> _STATED TASK_:
Return each line below that contains the string "bird", copying the whole line. Case counts when matching.

> _GIVEN RECORDS_:
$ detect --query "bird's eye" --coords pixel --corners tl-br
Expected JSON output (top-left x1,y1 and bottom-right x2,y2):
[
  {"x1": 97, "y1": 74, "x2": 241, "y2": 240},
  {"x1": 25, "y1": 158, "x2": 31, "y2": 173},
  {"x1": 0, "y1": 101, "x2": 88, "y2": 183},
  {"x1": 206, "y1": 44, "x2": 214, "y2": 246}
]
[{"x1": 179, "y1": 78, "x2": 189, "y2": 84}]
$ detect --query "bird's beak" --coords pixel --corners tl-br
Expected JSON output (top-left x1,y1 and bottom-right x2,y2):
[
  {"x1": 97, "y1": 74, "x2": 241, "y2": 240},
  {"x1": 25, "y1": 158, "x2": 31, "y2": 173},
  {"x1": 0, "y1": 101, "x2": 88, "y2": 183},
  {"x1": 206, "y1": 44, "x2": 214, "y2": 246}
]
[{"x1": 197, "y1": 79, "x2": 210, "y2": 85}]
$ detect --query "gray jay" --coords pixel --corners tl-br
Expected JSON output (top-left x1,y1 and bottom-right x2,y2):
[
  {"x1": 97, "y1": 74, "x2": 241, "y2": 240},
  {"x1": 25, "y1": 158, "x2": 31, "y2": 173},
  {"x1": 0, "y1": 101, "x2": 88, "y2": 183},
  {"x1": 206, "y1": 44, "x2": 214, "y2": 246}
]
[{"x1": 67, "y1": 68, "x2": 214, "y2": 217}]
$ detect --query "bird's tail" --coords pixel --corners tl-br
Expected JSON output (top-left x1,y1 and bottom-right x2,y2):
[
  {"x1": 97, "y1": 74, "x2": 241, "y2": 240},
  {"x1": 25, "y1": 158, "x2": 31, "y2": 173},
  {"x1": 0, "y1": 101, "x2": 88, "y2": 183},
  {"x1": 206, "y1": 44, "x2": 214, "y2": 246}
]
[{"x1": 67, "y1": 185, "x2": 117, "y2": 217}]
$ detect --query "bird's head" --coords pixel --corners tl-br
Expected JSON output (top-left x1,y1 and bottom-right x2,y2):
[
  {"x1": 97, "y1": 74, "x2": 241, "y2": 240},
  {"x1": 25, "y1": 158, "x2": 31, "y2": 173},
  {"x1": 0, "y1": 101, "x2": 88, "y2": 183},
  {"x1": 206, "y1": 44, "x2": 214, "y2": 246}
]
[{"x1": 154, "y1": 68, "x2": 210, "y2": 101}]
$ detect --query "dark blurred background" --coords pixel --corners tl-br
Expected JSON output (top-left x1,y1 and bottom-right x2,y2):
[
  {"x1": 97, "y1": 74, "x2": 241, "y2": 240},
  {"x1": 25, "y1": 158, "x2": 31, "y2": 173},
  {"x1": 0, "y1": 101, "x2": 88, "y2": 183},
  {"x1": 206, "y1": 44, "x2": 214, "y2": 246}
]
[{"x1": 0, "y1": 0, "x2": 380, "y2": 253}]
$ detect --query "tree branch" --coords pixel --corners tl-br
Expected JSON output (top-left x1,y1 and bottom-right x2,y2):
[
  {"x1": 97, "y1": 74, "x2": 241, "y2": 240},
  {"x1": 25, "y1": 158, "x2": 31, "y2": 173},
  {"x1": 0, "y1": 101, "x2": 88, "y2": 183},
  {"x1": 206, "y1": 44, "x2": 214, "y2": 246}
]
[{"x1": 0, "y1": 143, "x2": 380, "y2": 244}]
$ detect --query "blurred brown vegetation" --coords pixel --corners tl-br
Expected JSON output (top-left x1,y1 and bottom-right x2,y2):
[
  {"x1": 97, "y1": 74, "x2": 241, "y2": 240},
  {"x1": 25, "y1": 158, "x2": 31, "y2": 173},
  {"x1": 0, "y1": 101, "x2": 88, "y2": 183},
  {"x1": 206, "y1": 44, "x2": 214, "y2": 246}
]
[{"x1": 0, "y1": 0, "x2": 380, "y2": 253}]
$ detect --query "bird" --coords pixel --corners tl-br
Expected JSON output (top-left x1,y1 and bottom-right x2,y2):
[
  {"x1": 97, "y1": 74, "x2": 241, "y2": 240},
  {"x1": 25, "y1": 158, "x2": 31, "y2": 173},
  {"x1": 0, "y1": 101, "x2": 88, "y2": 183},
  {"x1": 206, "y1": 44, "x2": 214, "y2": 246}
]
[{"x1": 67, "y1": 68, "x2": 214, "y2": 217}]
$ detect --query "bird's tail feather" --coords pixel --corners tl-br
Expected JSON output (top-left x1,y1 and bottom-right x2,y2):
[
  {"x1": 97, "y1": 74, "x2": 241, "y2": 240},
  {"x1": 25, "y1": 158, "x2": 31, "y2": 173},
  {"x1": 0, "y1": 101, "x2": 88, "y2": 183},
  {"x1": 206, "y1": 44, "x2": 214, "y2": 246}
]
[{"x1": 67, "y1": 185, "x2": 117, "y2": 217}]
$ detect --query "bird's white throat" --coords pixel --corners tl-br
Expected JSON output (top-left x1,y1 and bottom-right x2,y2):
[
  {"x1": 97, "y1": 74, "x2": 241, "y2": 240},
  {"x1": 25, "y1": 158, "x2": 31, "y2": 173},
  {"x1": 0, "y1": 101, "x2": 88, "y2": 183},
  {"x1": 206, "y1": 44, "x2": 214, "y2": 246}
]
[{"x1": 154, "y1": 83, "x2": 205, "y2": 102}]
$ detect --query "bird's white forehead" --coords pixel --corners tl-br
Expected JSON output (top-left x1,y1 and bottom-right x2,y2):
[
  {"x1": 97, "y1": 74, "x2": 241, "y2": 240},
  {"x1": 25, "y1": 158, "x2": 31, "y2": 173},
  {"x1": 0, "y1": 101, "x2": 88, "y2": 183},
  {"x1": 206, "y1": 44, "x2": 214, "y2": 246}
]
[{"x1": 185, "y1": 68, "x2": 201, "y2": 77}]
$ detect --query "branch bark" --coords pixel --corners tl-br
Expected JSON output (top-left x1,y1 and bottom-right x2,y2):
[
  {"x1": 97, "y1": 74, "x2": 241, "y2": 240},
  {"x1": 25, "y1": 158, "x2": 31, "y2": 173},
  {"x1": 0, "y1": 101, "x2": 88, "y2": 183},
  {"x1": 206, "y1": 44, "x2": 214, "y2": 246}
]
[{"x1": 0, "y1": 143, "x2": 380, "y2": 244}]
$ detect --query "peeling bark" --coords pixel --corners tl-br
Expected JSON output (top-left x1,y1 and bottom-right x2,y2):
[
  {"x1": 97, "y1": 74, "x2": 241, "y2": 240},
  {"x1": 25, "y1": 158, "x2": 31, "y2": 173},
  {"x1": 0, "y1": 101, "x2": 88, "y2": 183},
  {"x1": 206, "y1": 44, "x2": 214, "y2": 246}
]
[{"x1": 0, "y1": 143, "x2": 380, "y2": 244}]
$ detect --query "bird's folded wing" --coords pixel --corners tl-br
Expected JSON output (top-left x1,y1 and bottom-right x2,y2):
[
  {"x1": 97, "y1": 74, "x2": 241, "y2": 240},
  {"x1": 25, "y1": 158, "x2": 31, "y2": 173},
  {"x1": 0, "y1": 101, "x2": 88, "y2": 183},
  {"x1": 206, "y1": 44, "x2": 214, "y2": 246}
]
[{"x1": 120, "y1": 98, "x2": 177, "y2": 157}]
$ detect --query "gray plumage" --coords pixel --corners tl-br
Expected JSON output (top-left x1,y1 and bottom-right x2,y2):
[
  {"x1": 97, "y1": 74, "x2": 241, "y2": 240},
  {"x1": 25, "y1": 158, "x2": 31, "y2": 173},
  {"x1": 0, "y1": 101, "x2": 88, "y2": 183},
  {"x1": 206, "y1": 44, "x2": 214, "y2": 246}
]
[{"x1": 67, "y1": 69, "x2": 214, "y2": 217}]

> _OUTPUT_:
$ detect --query "bird's eye" --coords pixel --corners tl-br
$ detect --query "bird's beak" --coords pixel --corners tl-br
$ detect --query "bird's tail" --coords pixel --corners tl-br
$ detect --query "bird's head" --coords pixel --corners tl-br
$ detect --query "bird" --coords pixel --corners tl-br
$ detect --query "bird's tail feather" --coords pixel --corners tl-br
$ detect --query "bird's white throat" --coords pixel --corners tl-br
$ detect --query "bird's white forehead" --coords pixel --corners tl-br
$ detect --query "bird's folded wing" --coords pixel --corners tl-br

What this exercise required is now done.